-- begin --

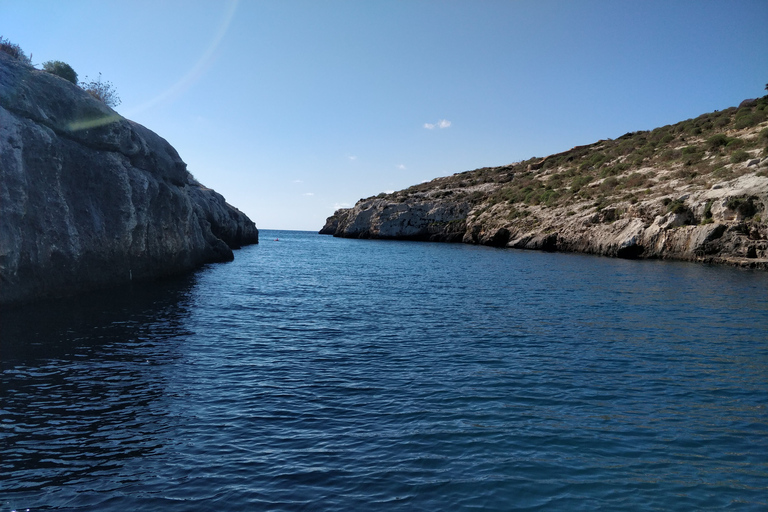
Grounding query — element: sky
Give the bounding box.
[0,0,768,231]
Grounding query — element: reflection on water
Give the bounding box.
[0,276,194,502]
[0,232,768,512]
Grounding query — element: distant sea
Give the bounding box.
[0,230,768,512]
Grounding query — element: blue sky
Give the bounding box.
[0,0,768,230]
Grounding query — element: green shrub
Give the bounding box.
[733,111,766,130]
[731,149,749,164]
[43,60,77,85]
[707,133,731,151]
[0,36,32,65]
[571,176,592,192]
[81,73,121,108]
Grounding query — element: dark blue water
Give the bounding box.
[0,231,768,512]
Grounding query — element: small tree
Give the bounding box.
[0,36,32,66]
[43,60,77,85]
[81,73,121,108]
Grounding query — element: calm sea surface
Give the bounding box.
[0,231,768,512]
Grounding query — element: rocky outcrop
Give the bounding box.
[320,98,768,269]
[0,52,258,304]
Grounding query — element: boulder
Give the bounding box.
[0,52,258,304]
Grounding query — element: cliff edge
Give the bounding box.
[0,52,258,304]
[320,96,768,270]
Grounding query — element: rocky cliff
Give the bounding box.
[320,96,768,269]
[0,52,258,304]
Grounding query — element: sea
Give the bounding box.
[0,230,768,512]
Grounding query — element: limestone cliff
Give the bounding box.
[0,52,258,304]
[320,97,768,269]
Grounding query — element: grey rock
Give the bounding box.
[0,53,258,304]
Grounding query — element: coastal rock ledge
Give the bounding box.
[0,52,259,304]
[320,96,768,270]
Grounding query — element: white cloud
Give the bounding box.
[424,119,451,130]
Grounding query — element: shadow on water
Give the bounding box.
[0,275,196,504]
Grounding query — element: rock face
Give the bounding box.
[320,97,768,270]
[0,52,258,304]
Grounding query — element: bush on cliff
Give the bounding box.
[81,73,121,108]
[43,60,77,85]
[0,36,32,65]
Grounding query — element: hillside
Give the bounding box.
[320,96,768,269]
[0,51,259,305]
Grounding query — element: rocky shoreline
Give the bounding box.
[0,52,258,304]
[320,97,768,270]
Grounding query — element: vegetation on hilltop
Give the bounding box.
[0,36,121,108]
[369,96,768,215]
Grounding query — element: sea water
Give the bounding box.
[0,231,768,512]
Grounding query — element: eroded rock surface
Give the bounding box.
[320,97,768,269]
[0,53,258,304]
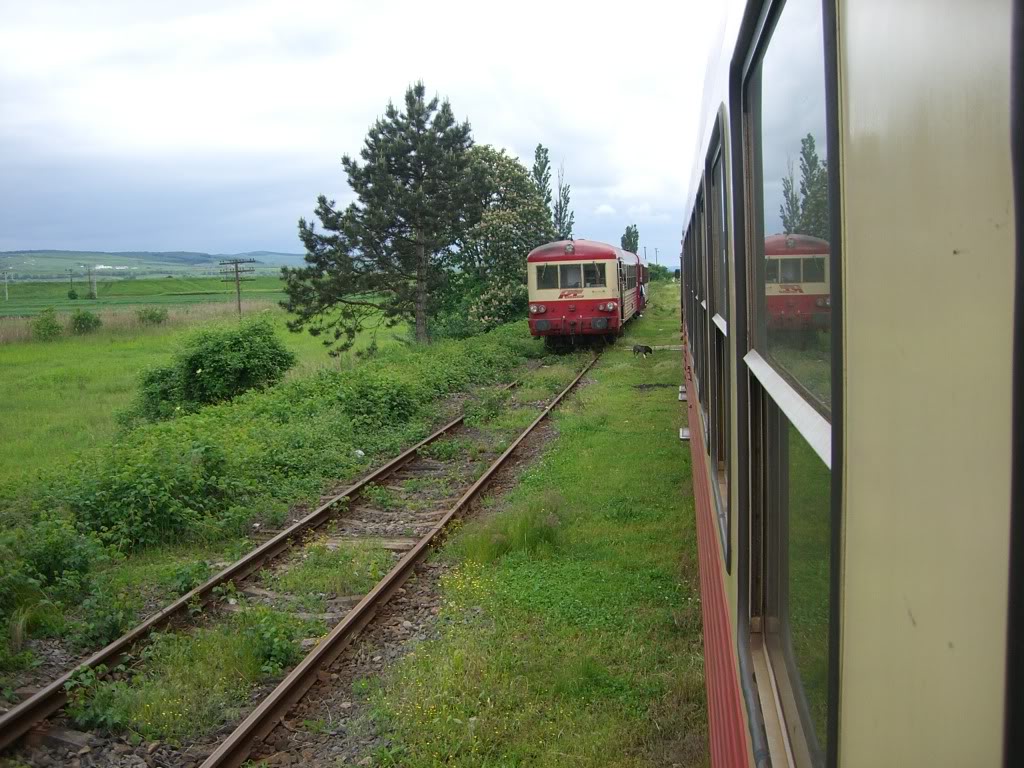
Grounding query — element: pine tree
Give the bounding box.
[553,165,575,240]
[284,82,484,353]
[622,224,640,253]
[531,143,551,215]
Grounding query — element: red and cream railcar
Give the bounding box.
[765,234,831,331]
[675,0,1024,768]
[526,240,649,339]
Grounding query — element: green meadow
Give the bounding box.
[0,305,404,485]
[0,275,285,317]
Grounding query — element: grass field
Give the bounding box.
[0,275,285,323]
[0,307,404,483]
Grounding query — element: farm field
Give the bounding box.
[0,307,404,485]
[0,275,285,322]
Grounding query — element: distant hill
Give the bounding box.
[0,250,304,280]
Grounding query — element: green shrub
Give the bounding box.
[32,307,63,341]
[134,318,295,421]
[71,309,103,334]
[55,324,543,550]
[135,306,167,326]
[238,606,302,675]
[171,560,210,595]
[19,517,102,585]
[339,372,427,427]
[71,589,138,648]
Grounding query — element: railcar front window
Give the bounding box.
[804,257,825,283]
[779,259,800,283]
[558,264,583,288]
[537,264,558,290]
[583,264,606,288]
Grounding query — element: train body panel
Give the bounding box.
[526,240,648,337]
[681,0,1024,768]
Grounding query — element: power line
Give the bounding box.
[220,259,256,317]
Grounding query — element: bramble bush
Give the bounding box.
[134,318,295,428]
[57,326,544,551]
[32,307,63,341]
[0,324,544,671]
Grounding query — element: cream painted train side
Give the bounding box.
[681,0,1024,767]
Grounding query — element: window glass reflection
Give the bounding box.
[749,0,831,417]
[766,418,831,765]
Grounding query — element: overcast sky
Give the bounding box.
[0,0,716,263]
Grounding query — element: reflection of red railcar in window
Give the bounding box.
[765,234,831,330]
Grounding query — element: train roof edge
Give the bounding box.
[526,240,647,266]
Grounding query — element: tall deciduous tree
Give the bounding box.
[800,133,829,240]
[453,145,555,328]
[778,133,829,240]
[531,144,551,211]
[553,165,575,240]
[284,82,484,353]
[622,224,640,253]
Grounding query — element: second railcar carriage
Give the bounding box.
[526,240,650,341]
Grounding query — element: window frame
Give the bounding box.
[729,0,844,768]
[703,126,733,573]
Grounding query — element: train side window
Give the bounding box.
[778,259,800,283]
[741,0,838,768]
[745,0,833,419]
[804,256,825,283]
[537,264,558,289]
[583,264,606,288]
[558,264,583,288]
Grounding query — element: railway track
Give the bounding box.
[6,357,597,768]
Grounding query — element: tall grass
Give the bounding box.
[0,299,275,345]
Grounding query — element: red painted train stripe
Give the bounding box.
[686,344,751,768]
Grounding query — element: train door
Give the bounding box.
[616,261,626,321]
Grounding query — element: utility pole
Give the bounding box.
[220,259,256,317]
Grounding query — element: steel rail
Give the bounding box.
[0,415,468,750]
[200,357,598,768]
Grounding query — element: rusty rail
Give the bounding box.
[0,415,466,750]
[201,357,597,768]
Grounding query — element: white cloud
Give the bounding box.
[0,0,716,250]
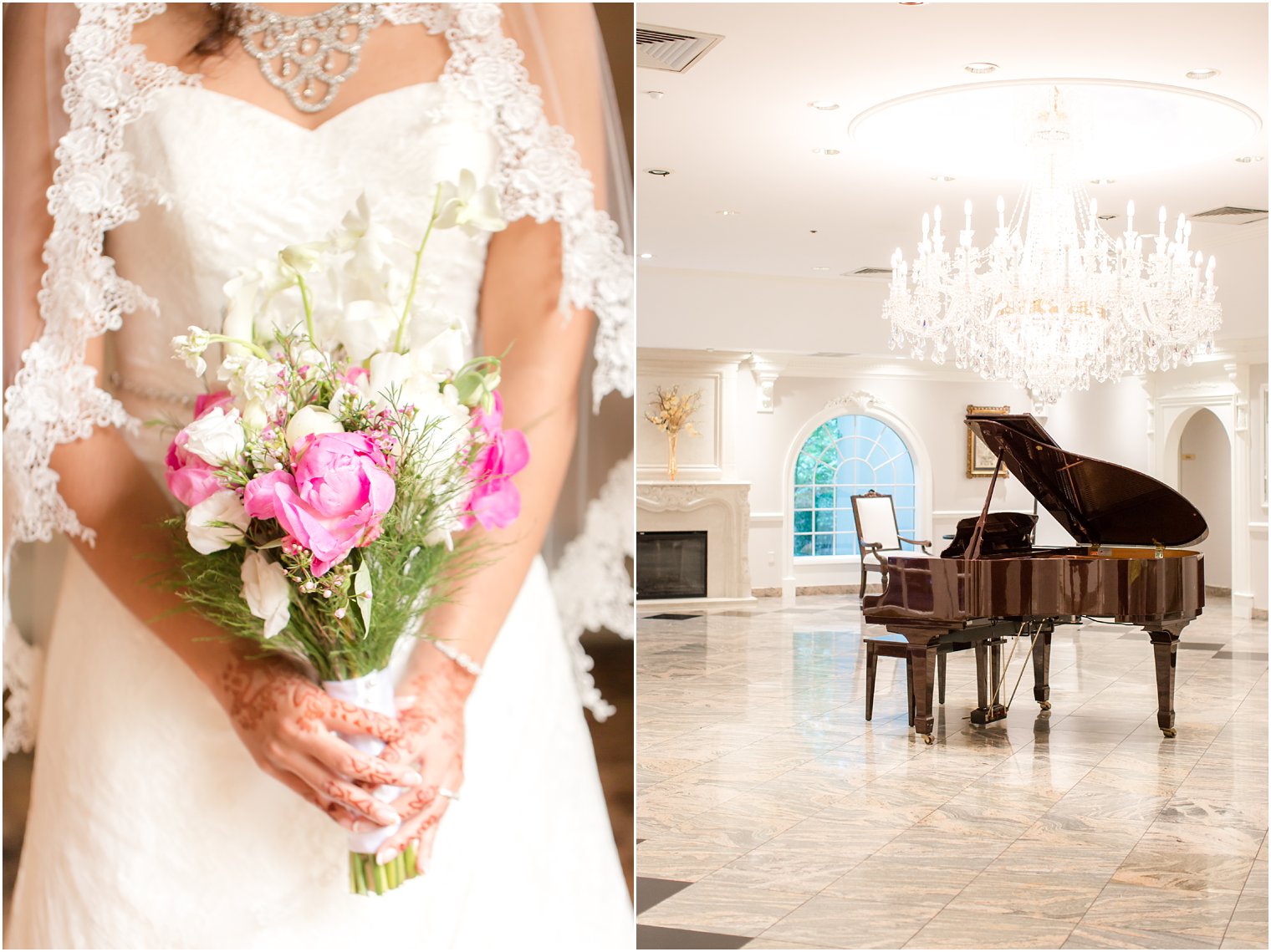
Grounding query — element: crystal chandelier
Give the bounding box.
[883,89,1223,403]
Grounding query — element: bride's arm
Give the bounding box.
[379,4,605,872]
[4,4,420,827]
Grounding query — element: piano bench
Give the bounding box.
[862,634,956,727]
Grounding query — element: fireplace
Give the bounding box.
[636,530,707,598]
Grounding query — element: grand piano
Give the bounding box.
[862,413,1209,744]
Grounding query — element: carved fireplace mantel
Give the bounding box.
[636,479,753,600]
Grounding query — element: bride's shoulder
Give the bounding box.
[132,4,215,68]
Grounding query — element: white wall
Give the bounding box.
[1178,410,1232,588]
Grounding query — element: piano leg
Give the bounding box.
[1148,632,1178,737]
[1034,622,1055,710]
[971,635,1007,725]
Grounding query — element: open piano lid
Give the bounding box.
[966,413,1209,547]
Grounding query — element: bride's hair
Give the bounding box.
[189,4,242,59]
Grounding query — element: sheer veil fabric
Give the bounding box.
[4,4,634,752]
[4,4,634,948]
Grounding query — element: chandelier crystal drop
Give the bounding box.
[883,89,1222,403]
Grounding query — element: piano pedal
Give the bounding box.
[971,704,1007,725]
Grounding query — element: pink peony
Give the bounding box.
[242,434,396,576]
[164,390,234,507]
[459,393,530,529]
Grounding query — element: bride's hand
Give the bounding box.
[375,654,477,873]
[218,659,422,832]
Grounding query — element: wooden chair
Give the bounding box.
[851,489,932,598]
[862,634,970,727]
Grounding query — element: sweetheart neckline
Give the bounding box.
[161,80,441,136]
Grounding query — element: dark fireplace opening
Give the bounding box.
[636,530,707,598]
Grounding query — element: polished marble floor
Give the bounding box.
[637,596,1267,948]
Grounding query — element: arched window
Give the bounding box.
[794,415,916,558]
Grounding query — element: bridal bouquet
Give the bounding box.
[166,171,528,893]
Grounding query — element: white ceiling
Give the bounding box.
[637,3,1271,346]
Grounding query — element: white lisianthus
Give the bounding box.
[171,324,212,376]
[186,407,247,466]
[242,400,269,434]
[369,351,437,410]
[186,489,252,556]
[216,352,281,400]
[278,242,330,274]
[335,300,398,364]
[411,314,472,374]
[240,549,291,638]
[433,169,507,237]
[288,405,345,450]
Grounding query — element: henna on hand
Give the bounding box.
[220,659,423,830]
[376,661,475,873]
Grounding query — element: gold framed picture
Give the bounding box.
[963,405,1010,479]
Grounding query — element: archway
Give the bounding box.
[1177,410,1232,590]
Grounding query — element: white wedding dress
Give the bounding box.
[8,3,633,950]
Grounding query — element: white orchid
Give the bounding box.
[333,298,398,364]
[186,489,252,556]
[433,169,507,237]
[239,549,291,638]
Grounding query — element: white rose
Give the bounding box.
[288,405,345,449]
[186,489,252,556]
[240,549,291,638]
[335,300,398,364]
[370,351,437,410]
[186,407,247,466]
[411,320,469,374]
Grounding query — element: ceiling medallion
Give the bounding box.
[883,86,1222,403]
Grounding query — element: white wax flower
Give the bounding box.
[433,169,507,237]
[240,549,291,638]
[288,405,345,449]
[186,407,247,466]
[171,324,212,376]
[335,300,398,364]
[186,489,252,556]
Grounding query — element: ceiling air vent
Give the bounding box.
[636,23,723,73]
[1192,205,1267,225]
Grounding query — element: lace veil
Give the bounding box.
[4,3,634,752]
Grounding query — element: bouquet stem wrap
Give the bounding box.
[322,669,415,893]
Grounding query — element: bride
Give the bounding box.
[4,4,631,948]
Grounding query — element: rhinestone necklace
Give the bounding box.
[235,4,384,112]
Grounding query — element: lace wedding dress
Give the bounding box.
[8,5,631,949]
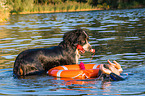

-- end --

Could you give the lines again, starting at the one that contains "Grounding query — element: rocky cliff" and ending at the one that contains "[0,275,285,317]", with "limestone cliff" swapped for "sandstone cliff" and everything else unchanged? Leave the pictures out of your answer.

Grounding query — element: rocky cliff
Give the bounding box.
[320,96,768,269]
[0,52,258,304]
Grounding query — element: sea
Give the bounding box.
[0,230,768,512]
Grounding query — element: sandstone cliff
Give the bounding box.
[0,52,258,304]
[320,97,768,269]
Grounding query — element: grey rock
Give the bounding box.
[0,53,258,304]
Grounding query — element: coastal rock ledge
Give the bounding box.
[0,52,259,304]
[320,96,768,270]
Grounding query — element: white cloud
Give the bounding box.
[424,119,451,130]
Grounding query — element: shadow on water
Give the bounding box.
[0,275,196,504]
Grounding query — element: rock face
Give the bounding box.
[320,97,768,270]
[0,52,258,304]
Grounding query — element: bush on cliff
Give the bounding box.
[81,73,121,108]
[43,60,77,85]
[0,36,32,65]
Grounding query — element: hillside
Give the bounding box.
[320,96,768,269]
[0,51,259,305]
Grounding query — element: rocky shoreline
Give the bounding box.
[0,52,258,304]
[320,97,768,270]
Grounding query — element: vegetation on hilltop
Give the bounding box.
[0,36,121,108]
[369,96,768,215]
Grounding query — element: sea water
Give the bounding box.
[0,231,768,512]
Grounding query — element: eroded rock surface
Give the bounding box.
[320,97,768,269]
[0,53,258,304]
Grounding query — element: pine tree
Give the bounding box.
[553,165,575,240]
[284,82,484,353]
[622,224,640,253]
[531,143,551,215]
Grounding query — element: red and cream railcar
Give the bounding box.
[765,234,831,331]
[675,0,1024,768]
[526,240,649,339]
Grounding query — element: green meadow
Give the bounding box.
[0,305,404,485]
[0,275,285,317]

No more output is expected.